_YOUR INSTRUCTIONS_
The records that follow need to be output exactly as they are.

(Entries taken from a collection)

***

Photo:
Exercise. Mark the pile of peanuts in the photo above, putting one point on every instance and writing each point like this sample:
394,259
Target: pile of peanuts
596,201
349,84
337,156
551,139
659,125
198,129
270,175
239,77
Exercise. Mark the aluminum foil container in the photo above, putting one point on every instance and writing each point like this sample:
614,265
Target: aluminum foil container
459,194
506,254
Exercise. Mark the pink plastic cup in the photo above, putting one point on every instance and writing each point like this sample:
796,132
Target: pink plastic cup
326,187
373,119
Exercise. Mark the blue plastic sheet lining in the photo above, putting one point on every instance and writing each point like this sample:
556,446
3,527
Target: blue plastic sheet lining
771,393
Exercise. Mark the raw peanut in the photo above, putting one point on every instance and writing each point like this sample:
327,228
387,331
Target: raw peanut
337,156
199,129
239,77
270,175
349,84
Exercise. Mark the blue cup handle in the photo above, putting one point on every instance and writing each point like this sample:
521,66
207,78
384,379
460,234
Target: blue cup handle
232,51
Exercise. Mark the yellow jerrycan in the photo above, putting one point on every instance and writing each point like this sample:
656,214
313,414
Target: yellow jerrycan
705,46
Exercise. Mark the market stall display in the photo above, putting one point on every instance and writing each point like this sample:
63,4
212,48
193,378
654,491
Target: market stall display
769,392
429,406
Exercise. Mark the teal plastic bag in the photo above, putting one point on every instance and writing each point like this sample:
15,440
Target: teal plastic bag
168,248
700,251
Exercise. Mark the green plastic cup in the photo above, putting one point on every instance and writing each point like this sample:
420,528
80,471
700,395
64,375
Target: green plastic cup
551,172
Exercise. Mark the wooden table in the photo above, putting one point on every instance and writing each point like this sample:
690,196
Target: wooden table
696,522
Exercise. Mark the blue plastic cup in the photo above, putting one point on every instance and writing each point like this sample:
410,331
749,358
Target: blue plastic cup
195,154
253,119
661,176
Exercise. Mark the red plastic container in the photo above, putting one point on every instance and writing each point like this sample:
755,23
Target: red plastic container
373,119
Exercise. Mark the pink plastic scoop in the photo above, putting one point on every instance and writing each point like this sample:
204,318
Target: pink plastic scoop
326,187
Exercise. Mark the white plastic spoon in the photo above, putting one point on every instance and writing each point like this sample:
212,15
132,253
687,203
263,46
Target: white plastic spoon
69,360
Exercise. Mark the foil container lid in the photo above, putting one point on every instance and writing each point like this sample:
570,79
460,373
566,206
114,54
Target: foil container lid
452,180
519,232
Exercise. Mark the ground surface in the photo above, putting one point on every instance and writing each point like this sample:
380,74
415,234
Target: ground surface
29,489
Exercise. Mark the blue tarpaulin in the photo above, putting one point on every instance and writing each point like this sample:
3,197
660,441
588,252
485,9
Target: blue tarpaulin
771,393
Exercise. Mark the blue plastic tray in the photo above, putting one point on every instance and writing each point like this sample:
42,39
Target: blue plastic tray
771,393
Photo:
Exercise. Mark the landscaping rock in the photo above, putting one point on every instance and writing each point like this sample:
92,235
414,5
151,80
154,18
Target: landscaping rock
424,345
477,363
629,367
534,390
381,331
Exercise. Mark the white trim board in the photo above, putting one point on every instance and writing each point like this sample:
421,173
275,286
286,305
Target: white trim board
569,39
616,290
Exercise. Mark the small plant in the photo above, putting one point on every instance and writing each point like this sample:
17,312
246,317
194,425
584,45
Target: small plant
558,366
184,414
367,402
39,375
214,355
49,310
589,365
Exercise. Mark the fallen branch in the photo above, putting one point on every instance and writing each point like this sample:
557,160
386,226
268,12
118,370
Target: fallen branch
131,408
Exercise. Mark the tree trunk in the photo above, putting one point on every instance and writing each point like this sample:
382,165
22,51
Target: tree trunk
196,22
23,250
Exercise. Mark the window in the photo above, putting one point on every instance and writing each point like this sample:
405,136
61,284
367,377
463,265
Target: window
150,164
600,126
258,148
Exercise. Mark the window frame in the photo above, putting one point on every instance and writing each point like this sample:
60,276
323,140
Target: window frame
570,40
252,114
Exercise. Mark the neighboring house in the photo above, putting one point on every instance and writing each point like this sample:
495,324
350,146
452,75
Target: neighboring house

***

_RESULT OF THIS EXERCISE_
Photo:
Exercise. Mark the pile of peanuts in the photo above, putting one point on every instance and writing each point like this sample:
394,259
Target: pile of peanuts
596,201
349,84
337,156
551,139
659,125
198,129
270,175
239,77
Exercise. Mark the aluminum foil container in the photo above, putting one point on every instance and writing each point like this sample:
614,265
Target: aluminum foil container
459,194
506,254
Exercise. Mark the pink plastic cup in the photo above, putting one point on every instance and writing each point like this sample:
796,132
Target: pink plastic cup
326,187
373,119
Exercise. Mark the blue plastic sheet lining in the photo above, putting one point on every instance and writing each point like this sample:
556,446
3,527
Target: blue plastic sheet lining
771,393
Exercise. Mark the raw peanut in the photo above, putting one point on every instance and writing each point like this sample:
327,228
387,331
Target: raw peanut
337,156
199,129
239,77
270,175
349,84
Exercise. Mark the blue cup handle in the photo above, putting one point on every instance and writing each point like this sample:
521,66
207,78
384,379
460,234
Target: blue cup handle
232,51
Exercise. Mark the yellow jerrycan in the photo above, putting one point on every instance and writing each point like this sample:
656,214
313,414
Target: yellow jerrycan
705,46
Exercise. Mark the market stall display in the photo above, putting one point on every instance and writing each point like this sample:
63,4
212,48
193,378
654,491
Target: market stall display
769,392
429,406
Exercise. Mark the teal plastic bag in the photo above, putting one point on every instance and writing each point like this sample:
15,440
Target: teal plastic bag
168,248
700,251
Exercise. Mark the green plastic cup in the photo above, putting one point on every instance and writing each point like this sample:
420,528
80,471
700,395
64,375
Target: green plastic cup
551,172
Exercise. Mark the wooden table in the photo above, putting one point on every instance and writing each point like this sample:
690,196
Target: wooden table
696,522
Exercise. Mark the blue plastic cup in the photo above, putting one point on every instance and writing each point like this sample:
410,331
749,358
Target: blue plastic cup
195,154
253,119
661,176
Exercise. Mark the red plastic container in the photo above, putting one point on every instance and writing each point like this sample:
755,23
Target: red plastic container
373,119
Exercise. Mark the pink plastic scoop in the photo above, putting one point on every instance and writing each point like this sample:
204,318
Target: pink plastic scoop
326,187
Exercise. Mark the white plastic spoon in the photo above, putting one point on every instance and writing each point like this sample:
212,15
132,253
687,203
263,46
Target: white plastic spoon
69,360
Exercise. Mark the foil container lid in the photo above, putting one point on every instance and writing each point like this sample:
570,79
460,373
566,206
114,54
Target: foil container lid
452,180
519,232
Exercise. Mark the ground surface in the photo above, putting one point on every instance and writing each point like this sample:
380,74
415,234
Target: ground surface
29,489
Exercise. Mark the blue tarpaulin in the photo above, putting one point on every instance and writing each point like this sample:
3,197
660,441
588,252
485,9
Target: blue tarpaulin
771,393
Exercise. Mark the blue plastic tray in the photo above, putting one point on every instance and writing each point like this sample:
42,39
Target: blue plastic tray
771,393
Photo:
Exercise. Mark the landscaping rock in the photo above, putting one point on every instance and writing each point like this sample:
92,235
414,5
151,80
154,18
Target: landscaping rock
424,345
477,363
629,367
534,390
381,331
Exercise. Mark the white trim board in the photo above, putting one point on every instance and writing each point like this sample:
421,173
275,286
286,305
Target: white trim board
569,39
616,290
Exercise. Mark the small plant in the photo above, putting one point on every instance and writing each point like this sample:
17,312
246,317
194,425
584,45
Target: small plant
558,366
184,414
367,402
39,375
214,355
49,310
589,365
Exercise. Mark the fallen branch in the photo above, putting one point on every instance and writing each point like this sample:
557,160
386,226
268,12
118,370
Target: fallen branch
131,408
Exercise. Mark the tree trunk in the photo above, putting one point on every instance and writing each point like this sample:
382,165
22,51
Target: tree trunk
196,22
23,250
Exercise. Mark the window in the photo above, putting one point on every instance and writing each point like this sample:
405,136
61,284
367,377
463,265
Target: window
150,164
600,126
258,148
Exercise. Mark the window frame in the photo above, putting one point on every instance and writing each point like this sample:
60,276
323,140
Target: window frame
570,40
252,114
Exercise. Mark the neighboring house in the photo above, putting one point on every instance and writing each point like this sample:
495,324
350,146
452,75
Target: neighboring house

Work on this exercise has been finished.